Task objective:
Reproduce word for word everything in the repository macro article from "Five derive macros" down to "required minimal revision.".

Extracted text:
● ● ● ● ●
The Macro That Wrote 80% of Our Repositories

Executive Summary

Procedural macro code generation offers a high-leverage response to the structural uniformity problem inherent in event-sourced domain repositories. In a SaaS platform with 20 domain entities, manual repository implementations totaled 13,600 lines; after macro refactoring, the equivalent functionality required 2,400 lines of domain-specific code plus 2,917 lines of reusable macro infrastructure—a 61% total reduction and an 80% reduction in per-entity boilerplate. Time-to-add-new-entity decreased from 4–6 hours to approximately 30 minutes. AI pattern analysis accurately identified the five macro abstractions from examination of existing implementations; human judgment was required for API boundary design and compile-time validation specification. A GSI query defect in the initial implementation was identified and resolved before production deployment through compile-time attribute validation. This analysis documents the design decisions, implementation outcomes, and actionable principles derived from this work.

Key Findings

Five derive macros eliminated 80% of per-entity boilerplate across 20 domain entities. The macro infrastructure investment of 2,917 lines reached break-even at the fourth entity migration and yields compounding savings for every subsequent entity.
AI accurately extracts repeating patterns from a corpus of existing implementations. Given five representative entity implementations, the evaluator agent produced a macro design recommendation that identified the correct abstraction boundaries and required minimal revision.
Compile-time attribute validation is the primary mechanism for preventing macro misconfiguration. The GSI defect in the initial implementation was caused by missing compile-time validation; adding attribute dependency checks eliminated the class of misconfiguration error.
Test helpers generated in test-only compilation contexts provide measurably improved test authoring ergonomics. Macro-generated fixtures, event constructors, and assertion helpers reduce per-test setup overhead and enforce consistent test patterns across all entities.
AI does not validate macro configurations against architectural intent without explicit specification. The initial DynamoDB macro generated query operations without specifying the GSI name because the functional specification did not enumerate GSI configuration as a required attribute; the macro API must be designed by a human who understands the architectural intent.
The macro API design phase is the highest-leverage human contribution. Implementation of macro logic is a systematic task where AI performs well; the decisions about which invariants to enforce, which attributes to require, and what error messages to produce require architectural judgment that AI agents do not apply by default.
● ● ● ● ●
Material:
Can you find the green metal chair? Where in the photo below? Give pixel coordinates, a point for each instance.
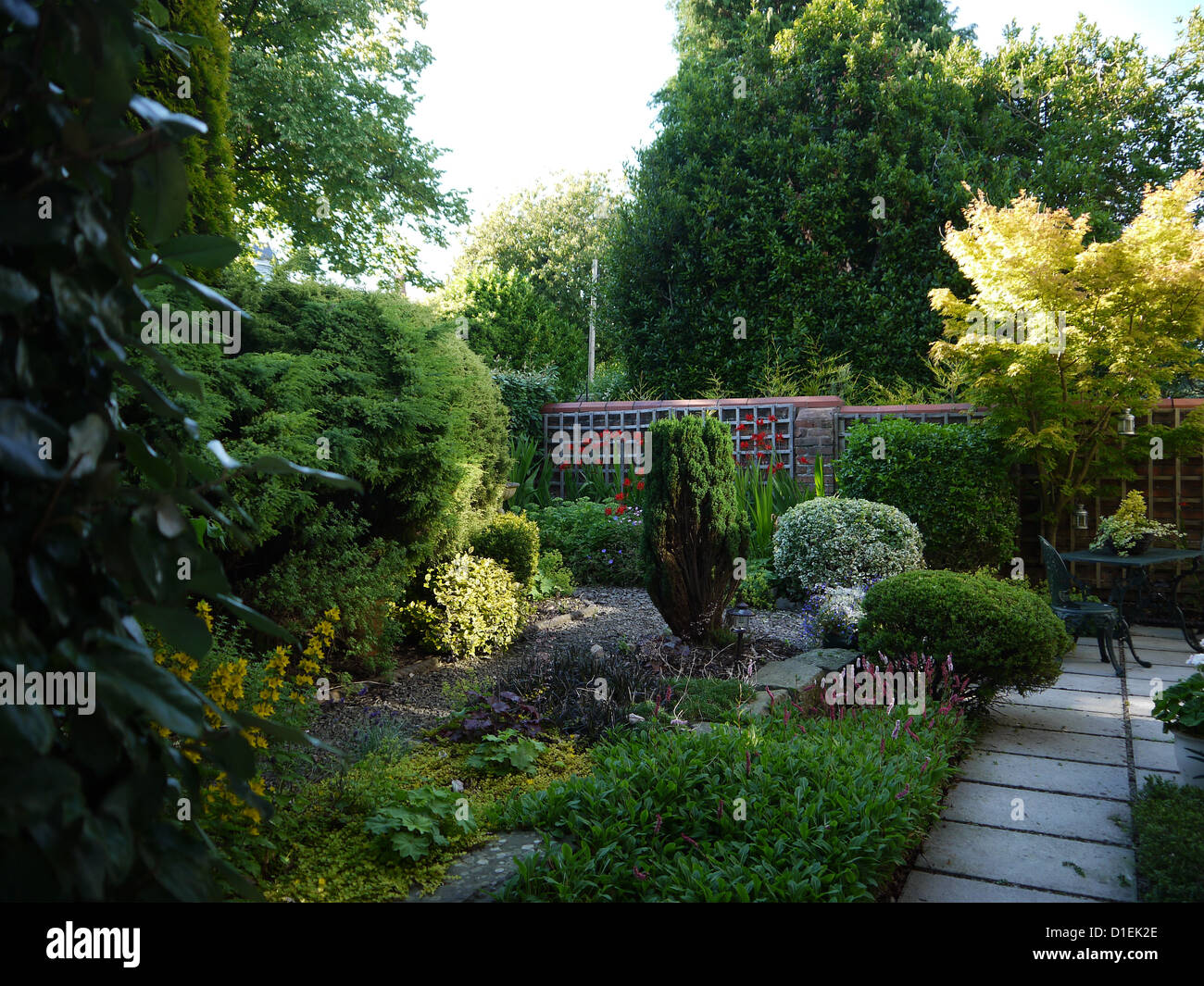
● ● ● ● ●
Answer for the task:
Five derive macros eliminated 80% of per-entity boilerplate across 20 domain entities. The macro infrastructure investment of 2,917 lines reached break-even at the fourth entity migration and yields compounding savings for every subsequent entity.
AI accurately extracts repeating patterns from a corpus of existing implementations. Given five representative entity implementations, the evaluator agent produced a macro design recommendation that identified the correct abstraction boundaries and required minimal revision.